• **Directions for this task**
Leave out the pictures and restate every entry word for word.

--- Supplied records ---

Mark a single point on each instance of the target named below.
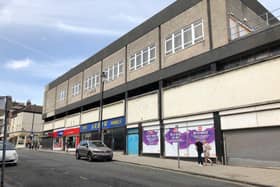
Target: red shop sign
(74, 131)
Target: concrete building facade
(198, 70)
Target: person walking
(206, 152)
(199, 149)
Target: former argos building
(209, 68)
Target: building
(199, 69)
(25, 123)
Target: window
(76, 89)
(184, 38)
(238, 29)
(152, 53)
(114, 71)
(92, 82)
(62, 95)
(132, 62)
(178, 40)
(111, 75)
(121, 66)
(138, 60)
(144, 57)
(198, 31)
(187, 36)
(168, 45)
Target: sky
(42, 39)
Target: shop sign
(58, 133)
(187, 137)
(151, 140)
(89, 127)
(150, 137)
(113, 123)
(73, 131)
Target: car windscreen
(96, 144)
(9, 146)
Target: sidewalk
(245, 175)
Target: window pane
(178, 40)
(198, 32)
(145, 56)
(121, 68)
(116, 72)
(168, 45)
(233, 29)
(92, 84)
(152, 54)
(187, 37)
(97, 78)
(138, 60)
(243, 31)
(132, 62)
(111, 73)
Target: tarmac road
(47, 169)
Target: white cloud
(18, 64)
(87, 30)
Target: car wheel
(89, 156)
(78, 155)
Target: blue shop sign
(89, 127)
(113, 123)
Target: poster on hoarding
(151, 140)
(204, 134)
(173, 136)
(187, 136)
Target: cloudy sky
(42, 39)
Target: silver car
(11, 153)
(94, 150)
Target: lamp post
(102, 79)
(4, 108)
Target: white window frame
(168, 39)
(182, 31)
(141, 54)
(76, 88)
(179, 47)
(62, 95)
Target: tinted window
(96, 144)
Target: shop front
(114, 133)
(186, 134)
(89, 131)
(71, 138)
(58, 141)
(46, 140)
(151, 140)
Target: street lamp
(4, 111)
(101, 135)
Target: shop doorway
(133, 142)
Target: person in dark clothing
(199, 148)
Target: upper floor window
(144, 57)
(237, 28)
(114, 71)
(184, 38)
(62, 95)
(92, 82)
(76, 89)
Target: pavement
(245, 175)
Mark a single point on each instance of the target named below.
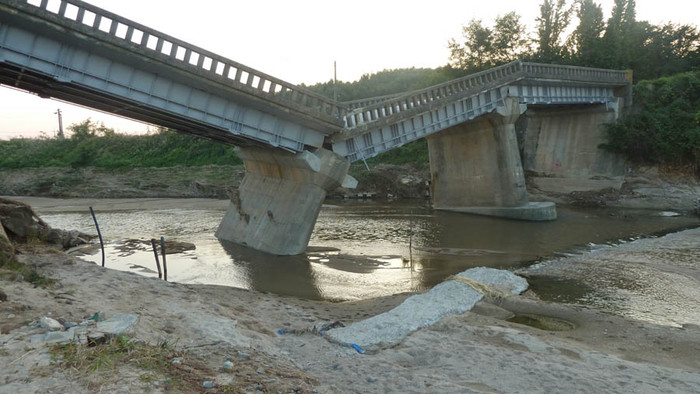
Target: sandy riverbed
(471, 352)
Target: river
(358, 250)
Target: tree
(585, 41)
(476, 50)
(88, 128)
(553, 20)
(485, 47)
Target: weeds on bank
(102, 363)
(11, 269)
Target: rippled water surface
(359, 249)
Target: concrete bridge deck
(296, 144)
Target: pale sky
(298, 41)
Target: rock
(500, 280)
(50, 324)
(117, 324)
(18, 219)
(96, 338)
(487, 309)
(7, 251)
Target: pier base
(276, 206)
(475, 167)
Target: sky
(298, 41)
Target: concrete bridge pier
(475, 168)
(276, 206)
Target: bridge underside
(296, 144)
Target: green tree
(484, 47)
(585, 41)
(554, 18)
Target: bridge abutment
(276, 206)
(476, 168)
(561, 148)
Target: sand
(475, 351)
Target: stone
(117, 324)
(18, 219)
(208, 384)
(244, 355)
(7, 251)
(50, 324)
(96, 338)
(422, 310)
(501, 280)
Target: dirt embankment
(202, 338)
(645, 188)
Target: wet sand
(471, 352)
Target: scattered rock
(96, 338)
(208, 384)
(50, 324)
(244, 355)
(117, 324)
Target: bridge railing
(575, 74)
(376, 108)
(132, 35)
(394, 105)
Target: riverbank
(476, 351)
(645, 187)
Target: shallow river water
(359, 249)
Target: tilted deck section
(73, 51)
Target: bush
(110, 150)
(664, 127)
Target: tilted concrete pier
(296, 144)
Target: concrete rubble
(422, 310)
(89, 331)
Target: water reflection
(289, 275)
(361, 249)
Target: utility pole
(60, 123)
(335, 81)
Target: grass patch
(103, 364)
(11, 269)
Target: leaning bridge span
(296, 144)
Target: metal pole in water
(165, 267)
(155, 253)
(99, 234)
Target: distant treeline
(620, 42)
(96, 145)
(663, 128)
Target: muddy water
(358, 249)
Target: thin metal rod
(155, 253)
(165, 266)
(99, 234)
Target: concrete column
(561, 150)
(275, 208)
(475, 167)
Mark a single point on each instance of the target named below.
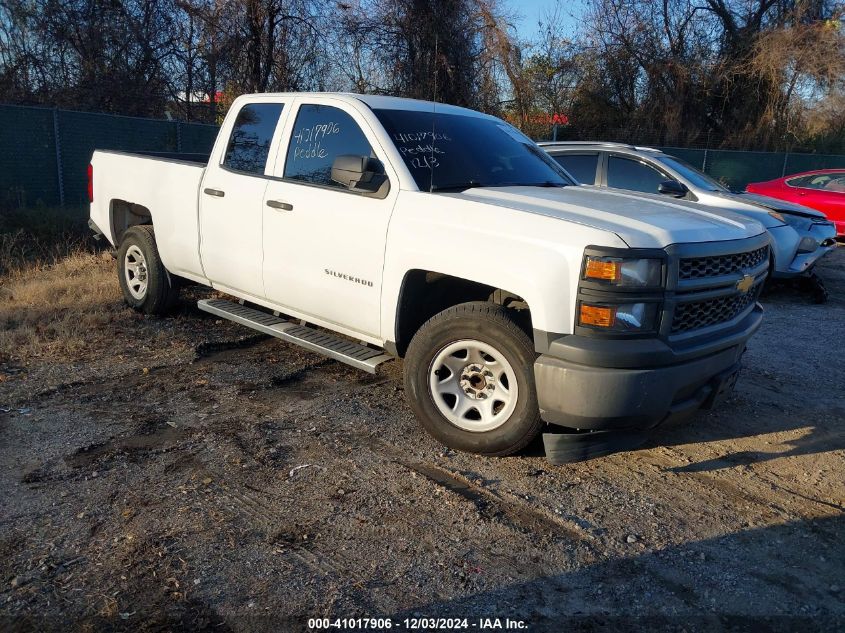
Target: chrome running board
(319, 341)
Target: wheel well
(425, 293)
(125, 215)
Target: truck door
(231, 197)
(324, 244)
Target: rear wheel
(469, 374)
(143, 278)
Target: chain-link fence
(44, 152)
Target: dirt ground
(182, 474)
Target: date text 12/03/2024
(417, 624)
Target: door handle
(281, 206)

---

• **Solution to the problem**
Mark a single point on each instance of the target named below.
Target: red shop sign
(74, 131)
Target: concrete building facade
(198, 70)
Target: person walking
(206, 152)
(199, 149)
Target: former argos building
(209, 68)
Target: building
(199, 69)
(25, 123)
Target: window
(76, 89)
(184, 38)
(238, 29)
(152, 53)
(114, 71)
(92, 82)
(62, 95)
(132, 62)
(178, 40)
(111, 75)
(121, 66)
(138, 60)
(144, 57)
(198, 31)
(187, 36)
(168, 45)
Target: sky
(42, 39)
Target: shop sign
(58, 133)
(187, 137)
(151, 140)
(89, 127)
(150, 137)
(113, 123)
(73, 131)
Target: car windscreen
(96, 144)
(9, 146)
Target: sidewalk
(245, 175)
Target: window pane
(178, 40)
(198, 32)
(145, 56)
(121, 68)
(116, 72)
(168, 45)
(233, 29)
(92, 84)
(152, 54)
(187, 37)
(97, 78)
(138, 60)
(243, 31)
(132, 62)
(111, 73)
Target: tarmac road
(47, 169)
Target: white cloud
(18, 64)
(87, 30)
Target: car wheel
(89, 156)
(78, 155)
Target: blue shop sign
(89, 127)
(113, 123)
Target: poster on hoarding
(151, 140)
(204, 134)
(173, 136)
(187, 136)
Target: cloudy sky
(42, 39)
Target: silver car
(11, 153)
(94, 150)
Target: lamp post
(102, 79)
(4, 108)
Target: white window frame
(168, 39)
(182, 31)
(141, 54)
(76, 88)
(179, 47)
(62, 95)
Target: tinted window
(96, 144)
Target: shop front
(114, 133)
(186, 134)
(89, 131)
(71, 138)
(58, 141)
(46, 140)
(151, 140)
Target: street lamp
(4, 111)
(101, 135)
Target: shop doorway
(133, 142)
Target: person in dark clothing
(199, 148)
Target: upper floor window
(144, 57)
(237, 28)
(114, 71)
(184, 38)
(62, 95)
(92, 82)
(76, 89)
Target: pavement
(245, 175)
Mark a single point on each instance of the target named below.
Target: sandy riverbed
(471, 352)
Target: river
(358, 250)
Target: tree
(585, 41)
(476, 50)
(88, 128)
(553, 20)
(485, 47)
Target: weeds on bank
(102, 363)
(11, 269)
Target: rippled water surface
(359, 249)
Target: concrete bridge deck
(296, 144)
Target: pale sky
(298, 41)
Target: rock
(500, 280)
(50, 324)
(117, 324)
(18, 219)
(96, 338)
(487, 309)
(7, 251)
Target: pier base
(276, 206)
(475, 167)
Target: sky
(298, 41)
Target: concrete bridge pier
(475, 168)
(276, 206)
Target: bridge underside
(296, 144)
Target: green tree
(484, 47)
(585, 41)
(554, 18)
Target: bridge abutment
(276, 206)
(476, 168)
(561, 148)
Target: sand
(475, 351)
Target: stone
(117, 324)
(18, 219)
(208, 384)
(244, 355)
(7, 251)
(50, 324)
(96, 338)
(422, 310)
(501, 280)
Target: dirt embankment
(202, 338)
(645, 188)
Target: wet sand
(471, 352)
Target: scattered rock
(96, 338)
(208, 384)
(50, 324)
(244, 355)
(117, 324)
Target: bridge railing
(575, 74)
(376, 108)
(132, 35)
(394, 105)
Target: riverbank
(476, 351)
(645, 187)
Target: shallow river water
(359, 249)
Target: tilted deck section
(73, 51)
Target: bush
(110, 150)
(664, 127)
Target: tilted concrete pier
(296, 144)
Target: concrete rubble
(422, 310)
(89, 331)
Target: water reflection
(289, 275)
(361, 249)
Target: utility pole
(60, 123)
(335, 81)
Target: grass patch
(103, 364)
(11, 269)
Target: leaning bridge span
(296, 144)
Target: metal pole in water
(165, 267)
(155, 253)
(99, 234)
Target: distant treeline
(620, 42)
(96, 145)
(663, 128)
Target: muddy water
(358, 249)
Target: thin metal rod
(155, 253)
(165, 266)
(99, 234)
Target: concrete column
(561, 150)
(275, 208)
(475, 167)
Mark a single point on each instance of the target named below.
Target: chrome running board
(319, 341)
Target: wheel well
(425, 293)
(125, 215)
Target: truck door
(231, 197)
(324, 244)
Target: rear wheel
(469, 374)
(143, 278)
Target: chain-link fence
(44, 152)
Target: dirt ground
(182, 474)
Target: date text 12/03/2024
(417, 624)
Target: door handle
(281, 206)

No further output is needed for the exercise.